(Point-based annotation data)
'''

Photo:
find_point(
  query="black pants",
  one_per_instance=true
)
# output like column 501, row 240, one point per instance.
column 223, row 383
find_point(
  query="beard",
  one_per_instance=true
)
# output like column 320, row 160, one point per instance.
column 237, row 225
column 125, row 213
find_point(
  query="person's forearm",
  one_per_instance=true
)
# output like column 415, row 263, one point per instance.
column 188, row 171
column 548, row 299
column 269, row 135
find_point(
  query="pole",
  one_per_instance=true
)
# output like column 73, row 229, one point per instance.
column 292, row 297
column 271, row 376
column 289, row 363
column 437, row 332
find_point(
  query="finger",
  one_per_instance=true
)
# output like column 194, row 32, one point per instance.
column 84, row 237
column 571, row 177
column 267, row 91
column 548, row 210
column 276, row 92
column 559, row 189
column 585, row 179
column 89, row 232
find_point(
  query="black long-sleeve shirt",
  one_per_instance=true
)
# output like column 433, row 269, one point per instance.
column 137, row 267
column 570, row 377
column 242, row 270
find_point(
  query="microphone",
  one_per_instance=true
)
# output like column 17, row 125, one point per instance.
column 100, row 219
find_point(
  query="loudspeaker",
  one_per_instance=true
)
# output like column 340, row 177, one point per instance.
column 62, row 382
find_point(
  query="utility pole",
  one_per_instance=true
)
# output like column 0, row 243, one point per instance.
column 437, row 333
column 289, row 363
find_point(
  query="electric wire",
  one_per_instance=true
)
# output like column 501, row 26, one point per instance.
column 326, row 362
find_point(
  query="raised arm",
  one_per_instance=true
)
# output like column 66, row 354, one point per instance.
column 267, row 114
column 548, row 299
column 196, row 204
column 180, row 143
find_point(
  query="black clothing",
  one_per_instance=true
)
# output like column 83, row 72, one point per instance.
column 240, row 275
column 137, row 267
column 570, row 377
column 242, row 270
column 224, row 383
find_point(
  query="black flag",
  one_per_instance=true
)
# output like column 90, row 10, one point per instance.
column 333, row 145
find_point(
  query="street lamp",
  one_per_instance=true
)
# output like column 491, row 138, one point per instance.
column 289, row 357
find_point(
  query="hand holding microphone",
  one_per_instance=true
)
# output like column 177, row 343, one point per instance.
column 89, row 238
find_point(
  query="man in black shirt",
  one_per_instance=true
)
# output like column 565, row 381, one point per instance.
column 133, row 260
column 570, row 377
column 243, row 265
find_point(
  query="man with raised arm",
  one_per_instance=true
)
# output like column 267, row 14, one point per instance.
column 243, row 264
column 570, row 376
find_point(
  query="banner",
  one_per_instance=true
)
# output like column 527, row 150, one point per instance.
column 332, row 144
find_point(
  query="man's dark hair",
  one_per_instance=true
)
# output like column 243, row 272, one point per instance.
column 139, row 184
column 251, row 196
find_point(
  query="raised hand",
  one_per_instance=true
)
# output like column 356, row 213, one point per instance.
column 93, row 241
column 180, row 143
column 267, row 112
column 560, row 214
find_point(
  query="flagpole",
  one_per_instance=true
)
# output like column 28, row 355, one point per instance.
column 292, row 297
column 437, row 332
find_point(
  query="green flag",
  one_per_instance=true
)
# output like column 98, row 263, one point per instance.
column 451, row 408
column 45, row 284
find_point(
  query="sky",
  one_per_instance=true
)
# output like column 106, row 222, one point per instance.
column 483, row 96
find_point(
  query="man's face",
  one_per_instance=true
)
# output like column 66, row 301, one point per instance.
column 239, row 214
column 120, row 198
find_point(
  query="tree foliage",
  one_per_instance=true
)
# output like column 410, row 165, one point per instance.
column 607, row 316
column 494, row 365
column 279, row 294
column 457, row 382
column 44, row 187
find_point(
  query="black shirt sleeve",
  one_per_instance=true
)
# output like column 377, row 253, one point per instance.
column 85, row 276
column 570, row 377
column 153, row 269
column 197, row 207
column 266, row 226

'''

## CHALLENGE
List every line in the entries above that contains the string "sleeve".

## FINAL RESULT
  query="black long-sleeve shirt",
  query="black shirt sleeve",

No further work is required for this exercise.